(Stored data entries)

------------------------

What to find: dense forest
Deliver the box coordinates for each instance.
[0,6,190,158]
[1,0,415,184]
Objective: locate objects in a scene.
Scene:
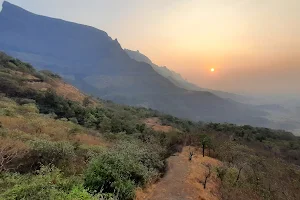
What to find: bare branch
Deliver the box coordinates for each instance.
[0,138,28,172]
[199,163,212,189]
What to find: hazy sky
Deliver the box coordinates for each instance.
[1,0,300,95]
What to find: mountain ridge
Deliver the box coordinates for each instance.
[124,49,250,103]
[124,49,200,90]
[0,1,268,126]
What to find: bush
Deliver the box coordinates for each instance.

------------------------

• [What this task involves] Treating the line with "What to find: hazy sky" as the last line to include, retype the records exactly from their first line, excluding pictures.

• [Exercise answer]
What to find: dense forest
Deliver the box coordinates for each instance.
[0,6,190,158]
[1,0,415,184]
Objective: locate objects in a scene.
Scene:
What to find: bare branch
Deliver the box coordinates for each instance.
[0,138,28,172]
[199,163,212,189]
What to find: hazy sky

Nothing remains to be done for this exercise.